- [Task to carry out]: How many lines in the rows below contain the word "white"? Reply with the number alone.

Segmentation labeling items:
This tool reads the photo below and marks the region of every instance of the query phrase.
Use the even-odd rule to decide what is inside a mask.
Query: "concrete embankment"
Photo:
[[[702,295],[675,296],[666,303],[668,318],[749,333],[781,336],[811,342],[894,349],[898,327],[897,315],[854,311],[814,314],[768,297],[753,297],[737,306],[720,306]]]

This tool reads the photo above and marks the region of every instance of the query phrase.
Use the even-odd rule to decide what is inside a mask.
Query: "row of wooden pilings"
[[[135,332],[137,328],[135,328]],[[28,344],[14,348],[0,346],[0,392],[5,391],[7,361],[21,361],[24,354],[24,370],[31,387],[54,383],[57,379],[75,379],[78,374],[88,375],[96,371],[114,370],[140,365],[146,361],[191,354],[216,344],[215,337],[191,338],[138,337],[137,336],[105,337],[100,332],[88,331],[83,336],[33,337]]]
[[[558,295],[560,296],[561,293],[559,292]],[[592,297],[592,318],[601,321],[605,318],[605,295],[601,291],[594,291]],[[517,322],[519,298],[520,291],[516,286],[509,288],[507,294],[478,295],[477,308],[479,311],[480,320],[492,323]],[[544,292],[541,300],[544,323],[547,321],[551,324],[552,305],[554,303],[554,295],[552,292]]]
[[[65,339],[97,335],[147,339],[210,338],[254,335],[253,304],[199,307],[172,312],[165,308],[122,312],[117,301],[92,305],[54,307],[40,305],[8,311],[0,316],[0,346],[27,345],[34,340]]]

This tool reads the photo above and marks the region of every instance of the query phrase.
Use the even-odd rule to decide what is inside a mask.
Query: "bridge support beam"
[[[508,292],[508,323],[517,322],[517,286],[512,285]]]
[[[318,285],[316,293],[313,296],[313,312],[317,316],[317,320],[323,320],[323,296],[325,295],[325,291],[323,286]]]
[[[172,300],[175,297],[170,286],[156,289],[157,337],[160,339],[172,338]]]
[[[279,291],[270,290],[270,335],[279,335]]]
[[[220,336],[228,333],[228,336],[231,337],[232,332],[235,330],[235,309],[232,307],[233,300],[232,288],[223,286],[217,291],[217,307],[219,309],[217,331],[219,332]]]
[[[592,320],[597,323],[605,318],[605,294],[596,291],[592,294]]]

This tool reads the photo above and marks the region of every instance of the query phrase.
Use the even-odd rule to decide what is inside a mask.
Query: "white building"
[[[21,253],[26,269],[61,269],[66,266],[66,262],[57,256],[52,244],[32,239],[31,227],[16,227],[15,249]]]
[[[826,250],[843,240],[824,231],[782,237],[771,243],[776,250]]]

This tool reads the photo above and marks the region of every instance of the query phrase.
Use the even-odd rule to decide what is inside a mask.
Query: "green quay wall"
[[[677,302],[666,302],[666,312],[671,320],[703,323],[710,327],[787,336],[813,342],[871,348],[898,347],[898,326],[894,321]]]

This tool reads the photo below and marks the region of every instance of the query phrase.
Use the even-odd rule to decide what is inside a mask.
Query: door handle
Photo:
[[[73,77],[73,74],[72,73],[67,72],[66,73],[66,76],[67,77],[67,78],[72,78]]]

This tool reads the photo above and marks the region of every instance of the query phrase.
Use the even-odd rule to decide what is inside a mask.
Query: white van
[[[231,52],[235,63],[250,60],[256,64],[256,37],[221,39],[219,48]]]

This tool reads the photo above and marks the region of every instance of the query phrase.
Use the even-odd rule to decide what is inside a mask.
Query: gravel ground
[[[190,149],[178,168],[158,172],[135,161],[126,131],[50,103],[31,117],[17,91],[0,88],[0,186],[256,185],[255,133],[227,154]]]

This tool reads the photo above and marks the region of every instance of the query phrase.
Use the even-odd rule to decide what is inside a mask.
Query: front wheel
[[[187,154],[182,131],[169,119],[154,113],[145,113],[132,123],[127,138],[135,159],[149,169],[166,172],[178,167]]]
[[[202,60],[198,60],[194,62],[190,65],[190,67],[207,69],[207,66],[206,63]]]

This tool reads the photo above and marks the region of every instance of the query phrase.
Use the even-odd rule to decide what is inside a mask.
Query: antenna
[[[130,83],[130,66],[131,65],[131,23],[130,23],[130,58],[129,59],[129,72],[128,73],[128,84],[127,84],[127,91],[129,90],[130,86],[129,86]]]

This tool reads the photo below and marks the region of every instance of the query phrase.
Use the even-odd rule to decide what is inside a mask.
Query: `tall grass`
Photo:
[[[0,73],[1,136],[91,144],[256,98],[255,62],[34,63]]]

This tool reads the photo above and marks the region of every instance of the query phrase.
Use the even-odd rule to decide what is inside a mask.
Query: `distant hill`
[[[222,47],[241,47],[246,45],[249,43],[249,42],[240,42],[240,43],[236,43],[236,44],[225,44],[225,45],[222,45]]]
==
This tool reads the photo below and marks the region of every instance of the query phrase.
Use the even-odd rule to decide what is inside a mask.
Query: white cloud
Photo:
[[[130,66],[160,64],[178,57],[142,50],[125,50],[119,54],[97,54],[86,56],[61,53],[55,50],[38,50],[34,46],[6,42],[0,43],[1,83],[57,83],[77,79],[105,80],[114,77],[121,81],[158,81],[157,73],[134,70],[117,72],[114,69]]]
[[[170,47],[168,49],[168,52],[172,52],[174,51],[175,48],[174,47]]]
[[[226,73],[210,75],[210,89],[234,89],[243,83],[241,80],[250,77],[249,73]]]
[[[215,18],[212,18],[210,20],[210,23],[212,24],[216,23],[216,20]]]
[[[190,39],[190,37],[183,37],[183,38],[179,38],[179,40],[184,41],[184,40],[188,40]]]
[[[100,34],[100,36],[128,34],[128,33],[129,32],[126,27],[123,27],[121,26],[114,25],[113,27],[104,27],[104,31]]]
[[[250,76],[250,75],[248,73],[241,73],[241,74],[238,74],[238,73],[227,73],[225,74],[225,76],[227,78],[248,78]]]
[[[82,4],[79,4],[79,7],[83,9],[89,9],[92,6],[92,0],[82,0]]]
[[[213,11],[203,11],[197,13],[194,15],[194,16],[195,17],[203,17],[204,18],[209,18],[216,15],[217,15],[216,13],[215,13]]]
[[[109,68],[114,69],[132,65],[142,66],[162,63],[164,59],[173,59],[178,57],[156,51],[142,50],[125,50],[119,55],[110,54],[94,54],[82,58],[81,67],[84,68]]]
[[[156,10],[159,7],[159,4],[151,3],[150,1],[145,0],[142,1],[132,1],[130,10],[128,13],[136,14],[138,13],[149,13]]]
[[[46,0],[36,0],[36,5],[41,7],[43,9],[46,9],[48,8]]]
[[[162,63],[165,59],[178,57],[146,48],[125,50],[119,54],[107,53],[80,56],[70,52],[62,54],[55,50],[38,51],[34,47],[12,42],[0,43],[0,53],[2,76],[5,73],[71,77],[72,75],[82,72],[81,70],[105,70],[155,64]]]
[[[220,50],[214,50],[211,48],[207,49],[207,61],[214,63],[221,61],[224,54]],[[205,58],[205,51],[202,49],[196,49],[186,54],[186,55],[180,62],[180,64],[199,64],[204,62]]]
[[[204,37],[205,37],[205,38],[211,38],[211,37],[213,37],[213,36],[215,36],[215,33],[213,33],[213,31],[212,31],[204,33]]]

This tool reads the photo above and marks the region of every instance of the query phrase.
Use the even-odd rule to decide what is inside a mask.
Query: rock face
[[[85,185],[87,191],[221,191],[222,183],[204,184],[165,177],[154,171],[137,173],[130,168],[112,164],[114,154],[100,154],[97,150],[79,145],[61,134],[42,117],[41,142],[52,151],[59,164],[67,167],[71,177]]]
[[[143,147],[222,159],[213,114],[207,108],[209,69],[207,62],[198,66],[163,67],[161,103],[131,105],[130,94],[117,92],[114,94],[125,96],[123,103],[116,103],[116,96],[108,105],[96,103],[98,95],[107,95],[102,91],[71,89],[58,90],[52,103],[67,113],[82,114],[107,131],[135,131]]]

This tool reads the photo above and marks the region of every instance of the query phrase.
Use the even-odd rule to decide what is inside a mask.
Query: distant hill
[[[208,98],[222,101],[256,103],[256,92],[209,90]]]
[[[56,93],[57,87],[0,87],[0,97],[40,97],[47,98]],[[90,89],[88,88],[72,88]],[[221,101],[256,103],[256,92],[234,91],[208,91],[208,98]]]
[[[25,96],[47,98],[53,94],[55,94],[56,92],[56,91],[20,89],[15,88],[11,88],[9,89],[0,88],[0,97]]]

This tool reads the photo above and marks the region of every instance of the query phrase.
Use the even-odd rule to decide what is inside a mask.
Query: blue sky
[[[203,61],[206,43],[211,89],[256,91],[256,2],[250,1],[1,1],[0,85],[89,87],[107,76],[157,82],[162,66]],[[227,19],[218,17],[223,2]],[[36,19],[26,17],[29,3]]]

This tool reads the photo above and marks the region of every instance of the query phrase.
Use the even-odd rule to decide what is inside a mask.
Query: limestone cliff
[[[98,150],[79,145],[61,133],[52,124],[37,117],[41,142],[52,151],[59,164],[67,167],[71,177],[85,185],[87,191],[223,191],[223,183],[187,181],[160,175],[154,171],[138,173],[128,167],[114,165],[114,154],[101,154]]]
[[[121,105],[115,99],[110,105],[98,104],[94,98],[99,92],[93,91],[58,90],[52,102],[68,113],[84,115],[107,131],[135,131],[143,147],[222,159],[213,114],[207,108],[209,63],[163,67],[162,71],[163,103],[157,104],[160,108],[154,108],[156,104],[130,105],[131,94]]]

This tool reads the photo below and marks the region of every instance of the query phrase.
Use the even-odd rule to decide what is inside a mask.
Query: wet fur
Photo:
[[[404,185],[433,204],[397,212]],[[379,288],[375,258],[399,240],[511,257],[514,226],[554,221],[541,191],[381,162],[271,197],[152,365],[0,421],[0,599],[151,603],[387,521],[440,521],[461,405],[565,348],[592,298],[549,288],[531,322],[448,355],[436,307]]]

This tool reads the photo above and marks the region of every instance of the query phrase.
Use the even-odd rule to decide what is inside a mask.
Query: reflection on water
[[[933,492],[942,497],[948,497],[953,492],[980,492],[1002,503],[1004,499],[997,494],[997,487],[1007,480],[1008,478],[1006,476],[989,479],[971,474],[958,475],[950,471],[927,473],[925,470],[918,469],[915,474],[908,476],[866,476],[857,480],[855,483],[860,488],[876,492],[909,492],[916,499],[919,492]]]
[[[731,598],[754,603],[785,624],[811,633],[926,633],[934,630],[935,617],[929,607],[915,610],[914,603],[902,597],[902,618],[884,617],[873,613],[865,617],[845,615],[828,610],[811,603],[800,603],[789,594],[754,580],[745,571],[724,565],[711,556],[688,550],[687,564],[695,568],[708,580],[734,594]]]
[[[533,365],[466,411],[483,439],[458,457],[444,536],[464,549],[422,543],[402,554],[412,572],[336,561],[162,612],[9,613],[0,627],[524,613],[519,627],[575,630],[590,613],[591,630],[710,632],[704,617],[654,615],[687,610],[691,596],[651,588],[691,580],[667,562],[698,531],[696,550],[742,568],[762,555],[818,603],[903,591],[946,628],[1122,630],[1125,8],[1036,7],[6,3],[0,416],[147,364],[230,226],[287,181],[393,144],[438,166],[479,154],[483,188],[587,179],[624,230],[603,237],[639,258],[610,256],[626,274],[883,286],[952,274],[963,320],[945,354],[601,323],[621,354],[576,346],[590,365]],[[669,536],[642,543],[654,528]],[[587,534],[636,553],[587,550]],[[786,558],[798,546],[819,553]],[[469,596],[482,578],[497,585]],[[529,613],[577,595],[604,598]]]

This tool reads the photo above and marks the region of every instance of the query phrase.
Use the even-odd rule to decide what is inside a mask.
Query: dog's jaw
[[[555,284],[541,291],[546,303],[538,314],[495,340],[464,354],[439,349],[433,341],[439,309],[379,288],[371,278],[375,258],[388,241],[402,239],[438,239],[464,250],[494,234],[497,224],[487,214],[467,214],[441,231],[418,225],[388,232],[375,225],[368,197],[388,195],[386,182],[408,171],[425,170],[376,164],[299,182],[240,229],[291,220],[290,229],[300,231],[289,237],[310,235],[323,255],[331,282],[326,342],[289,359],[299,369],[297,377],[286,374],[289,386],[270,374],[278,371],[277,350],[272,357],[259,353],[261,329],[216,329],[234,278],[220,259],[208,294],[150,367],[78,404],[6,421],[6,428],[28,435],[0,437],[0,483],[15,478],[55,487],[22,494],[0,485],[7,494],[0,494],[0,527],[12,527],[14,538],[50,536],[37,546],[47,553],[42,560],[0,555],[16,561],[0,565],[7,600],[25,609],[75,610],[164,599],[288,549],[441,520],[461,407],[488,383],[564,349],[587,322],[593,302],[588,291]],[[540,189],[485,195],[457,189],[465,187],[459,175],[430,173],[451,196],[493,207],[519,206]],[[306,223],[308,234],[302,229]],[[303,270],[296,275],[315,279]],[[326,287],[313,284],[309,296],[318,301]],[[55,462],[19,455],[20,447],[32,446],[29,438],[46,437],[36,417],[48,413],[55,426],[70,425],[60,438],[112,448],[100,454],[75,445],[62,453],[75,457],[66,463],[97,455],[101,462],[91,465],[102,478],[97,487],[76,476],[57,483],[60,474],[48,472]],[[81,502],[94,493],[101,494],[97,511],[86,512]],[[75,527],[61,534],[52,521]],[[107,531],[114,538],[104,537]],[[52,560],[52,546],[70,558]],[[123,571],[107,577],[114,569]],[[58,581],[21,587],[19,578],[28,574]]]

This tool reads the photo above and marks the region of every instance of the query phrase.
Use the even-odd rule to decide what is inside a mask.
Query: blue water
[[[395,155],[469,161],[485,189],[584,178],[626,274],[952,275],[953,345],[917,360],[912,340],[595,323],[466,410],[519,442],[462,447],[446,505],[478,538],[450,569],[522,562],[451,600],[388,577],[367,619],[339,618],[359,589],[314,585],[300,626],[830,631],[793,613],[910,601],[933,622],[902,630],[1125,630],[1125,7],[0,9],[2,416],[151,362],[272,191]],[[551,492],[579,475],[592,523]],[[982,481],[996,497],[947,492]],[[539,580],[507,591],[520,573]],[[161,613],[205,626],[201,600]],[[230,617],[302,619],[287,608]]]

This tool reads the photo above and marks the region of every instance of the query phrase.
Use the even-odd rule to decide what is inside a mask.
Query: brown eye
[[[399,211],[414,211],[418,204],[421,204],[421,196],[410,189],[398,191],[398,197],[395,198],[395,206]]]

- [Exercise result]: 3